(SUPPLIED TEXT):
******

Moving an Aging Parent from Long-Distance – Part XV


by Joy Loverde

So here we are, right in the middle of a house-sale transaction and one of the signers of the legal documents (Bill) has taken ill to the point where he is not capable right now of signing.

I’m not too worried about that because long ago, I had a conversation with Mom and Bill about getting their legal house in order, and they assured me that everything was in order – durable power of attorney for healthcare, durable power of attorney for finances, a will, and letters of instruction upon death. I was shown where the papers are kept (a fireproof safe in the closet), and for years had peace of mind that the paperwork was complete. Boy was I wrong.

My big mistake was not asking them to show me the actual original copies of the legal documents. I was not interested in reading them for the content but more importantly to bear witness of their existence. And my shortcomings have now come back to haunt me.

Bill’s incapacity means he can’t sign the house-sale documents. No problem as long as Mom can produce an ORIGINAL copy of the power-of-attorney that authorizes her to sign for Bill in his behalf. When Mom is asked to produce the document, she opens up the safe and lo and behold – every original copy of the legal documents is there except the very one that is needed right now to close the house sale deal which is Bill’s power of attorney.  Why it’s missing is a mystery to Mom. We can’t ask Bill where it is because at the moment is incapacitated to the point that he is unable to communicate. Mom and Bill’s house sale process has now come to a screeching halt. What a mess we now have on our hands.

******

(RECORDED INFORMATION):
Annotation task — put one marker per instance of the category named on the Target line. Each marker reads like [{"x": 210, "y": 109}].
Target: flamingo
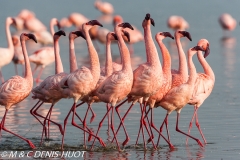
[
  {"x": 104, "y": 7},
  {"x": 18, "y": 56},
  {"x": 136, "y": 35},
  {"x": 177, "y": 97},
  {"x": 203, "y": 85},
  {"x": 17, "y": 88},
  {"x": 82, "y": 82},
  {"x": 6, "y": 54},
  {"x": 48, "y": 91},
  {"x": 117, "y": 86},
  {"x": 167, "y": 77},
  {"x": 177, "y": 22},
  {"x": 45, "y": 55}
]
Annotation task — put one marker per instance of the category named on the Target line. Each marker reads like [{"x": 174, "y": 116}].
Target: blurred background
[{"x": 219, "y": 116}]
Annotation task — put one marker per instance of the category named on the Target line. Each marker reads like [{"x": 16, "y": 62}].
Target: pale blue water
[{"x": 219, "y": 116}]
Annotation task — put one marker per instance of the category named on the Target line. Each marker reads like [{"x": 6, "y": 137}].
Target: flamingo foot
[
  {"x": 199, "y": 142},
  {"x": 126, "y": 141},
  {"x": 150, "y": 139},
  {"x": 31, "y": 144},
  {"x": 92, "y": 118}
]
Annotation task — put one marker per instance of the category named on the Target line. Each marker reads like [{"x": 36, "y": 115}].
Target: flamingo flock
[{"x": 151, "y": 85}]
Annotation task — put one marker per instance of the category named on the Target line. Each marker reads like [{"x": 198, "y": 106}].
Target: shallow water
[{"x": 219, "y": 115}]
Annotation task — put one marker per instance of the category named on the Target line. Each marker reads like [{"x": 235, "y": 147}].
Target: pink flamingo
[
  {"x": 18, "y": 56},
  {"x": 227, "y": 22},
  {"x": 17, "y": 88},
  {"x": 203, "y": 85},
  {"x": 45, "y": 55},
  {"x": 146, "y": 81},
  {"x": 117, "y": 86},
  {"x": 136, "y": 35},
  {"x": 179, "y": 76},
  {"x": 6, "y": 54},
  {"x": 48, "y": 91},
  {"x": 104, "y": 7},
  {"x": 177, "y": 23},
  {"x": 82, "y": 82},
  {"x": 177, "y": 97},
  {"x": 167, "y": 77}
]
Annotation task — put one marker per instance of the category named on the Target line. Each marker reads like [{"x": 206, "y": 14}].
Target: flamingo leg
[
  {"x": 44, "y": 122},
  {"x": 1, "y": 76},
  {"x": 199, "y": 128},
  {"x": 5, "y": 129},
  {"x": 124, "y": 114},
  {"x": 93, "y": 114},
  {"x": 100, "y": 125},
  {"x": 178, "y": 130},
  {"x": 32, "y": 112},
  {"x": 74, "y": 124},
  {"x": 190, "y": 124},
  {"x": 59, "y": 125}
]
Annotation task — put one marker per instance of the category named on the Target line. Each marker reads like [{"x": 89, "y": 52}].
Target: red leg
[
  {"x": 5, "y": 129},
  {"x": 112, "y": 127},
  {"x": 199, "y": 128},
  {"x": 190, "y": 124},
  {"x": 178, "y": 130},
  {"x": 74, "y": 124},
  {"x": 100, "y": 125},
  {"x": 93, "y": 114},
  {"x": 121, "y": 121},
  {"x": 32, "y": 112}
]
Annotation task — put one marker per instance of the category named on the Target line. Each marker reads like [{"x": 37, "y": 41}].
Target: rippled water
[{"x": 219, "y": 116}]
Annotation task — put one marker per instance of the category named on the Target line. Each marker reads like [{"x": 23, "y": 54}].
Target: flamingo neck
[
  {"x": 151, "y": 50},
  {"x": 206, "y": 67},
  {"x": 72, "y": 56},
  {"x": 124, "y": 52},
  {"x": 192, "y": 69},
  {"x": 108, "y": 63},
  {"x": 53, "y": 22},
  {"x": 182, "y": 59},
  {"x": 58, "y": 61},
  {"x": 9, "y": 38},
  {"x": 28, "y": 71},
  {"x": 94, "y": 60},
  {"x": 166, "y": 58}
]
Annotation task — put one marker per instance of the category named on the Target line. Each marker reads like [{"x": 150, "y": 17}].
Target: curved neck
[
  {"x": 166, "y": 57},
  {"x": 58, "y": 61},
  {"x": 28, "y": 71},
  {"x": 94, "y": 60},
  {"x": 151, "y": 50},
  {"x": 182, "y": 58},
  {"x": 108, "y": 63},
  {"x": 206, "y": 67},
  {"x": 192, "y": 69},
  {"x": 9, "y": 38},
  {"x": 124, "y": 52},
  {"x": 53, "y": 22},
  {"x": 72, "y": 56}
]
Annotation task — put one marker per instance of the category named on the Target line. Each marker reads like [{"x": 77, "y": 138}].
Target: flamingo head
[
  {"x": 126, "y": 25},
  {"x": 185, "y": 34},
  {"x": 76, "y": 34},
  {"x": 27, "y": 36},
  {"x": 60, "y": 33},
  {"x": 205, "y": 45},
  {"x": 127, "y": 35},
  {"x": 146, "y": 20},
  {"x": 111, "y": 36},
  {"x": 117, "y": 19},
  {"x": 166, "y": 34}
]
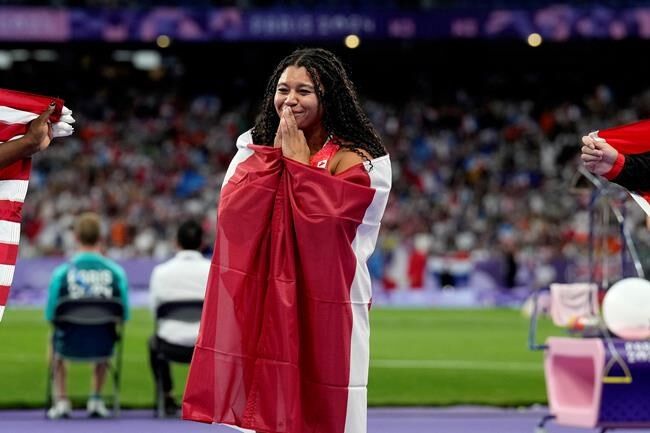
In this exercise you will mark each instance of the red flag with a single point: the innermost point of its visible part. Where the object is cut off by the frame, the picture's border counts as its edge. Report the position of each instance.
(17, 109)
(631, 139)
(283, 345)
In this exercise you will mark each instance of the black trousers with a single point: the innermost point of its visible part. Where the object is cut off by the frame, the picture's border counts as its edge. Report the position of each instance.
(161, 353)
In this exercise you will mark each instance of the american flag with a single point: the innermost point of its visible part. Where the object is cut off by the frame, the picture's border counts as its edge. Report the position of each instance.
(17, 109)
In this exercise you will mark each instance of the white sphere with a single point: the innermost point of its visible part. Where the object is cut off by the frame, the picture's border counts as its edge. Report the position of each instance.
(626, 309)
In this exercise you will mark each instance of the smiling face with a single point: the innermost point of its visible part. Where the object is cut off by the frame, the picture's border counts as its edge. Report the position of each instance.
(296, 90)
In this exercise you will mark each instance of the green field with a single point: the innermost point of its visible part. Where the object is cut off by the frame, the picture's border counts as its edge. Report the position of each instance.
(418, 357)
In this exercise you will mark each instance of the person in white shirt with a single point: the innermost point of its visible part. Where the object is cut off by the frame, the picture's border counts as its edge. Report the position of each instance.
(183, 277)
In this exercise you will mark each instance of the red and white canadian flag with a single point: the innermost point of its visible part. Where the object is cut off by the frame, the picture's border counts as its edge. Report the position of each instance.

******

(QUESTIONS):
[1] Answer these about the article on moving an aging parent:
(a) Where were the legal papers kept?
(b) Which original document turns out to be missing from where the papers were kept?
(c) What does the writer call the big mistake?
[2] Take the article on moving an aging parent further, picking up right after its final sentence.
You won't need the items for anything here.

(SOLVED TASKS):
[1]
(a) In a fireproof safe in the closet.
(b) Bill's power of attorney.
(c) Not asking Mom and Bill to show the actual original copies of the legal documents.

[2]
The lesson here is this... make sure power of attorney documents have been established per home owner at the very beginning stages of the sale of the property. Should one of the home owners become incapacitated, the power of attorney can sign in his or her behalf. Producing the ORIGINAL copy of the power of attorney will avert guardian court proceedings in the event of incapacity.

We don’t know anything about the missing paperwork when Sharon picks up Mom at the airport and drives her to the hospital to see Bill. Everyone assumes the paperwork is in order and the immediate course of action to take right now is to tend to Bill. Mom’s already long and exhausting travel day ends at 1 a.m. when Sharon drops her off at the empty house. Lonely and scared, Mom calls me one last time before she falls asleep. I’m feeling overwhelmingly helpless right now, and I will be getting on the phone with the hospital discharge planner first thing in the morning. It’s never too early to begin the process of planning for a patient’s exit strategy. Where will Bill live now that Mom can no longer care for him?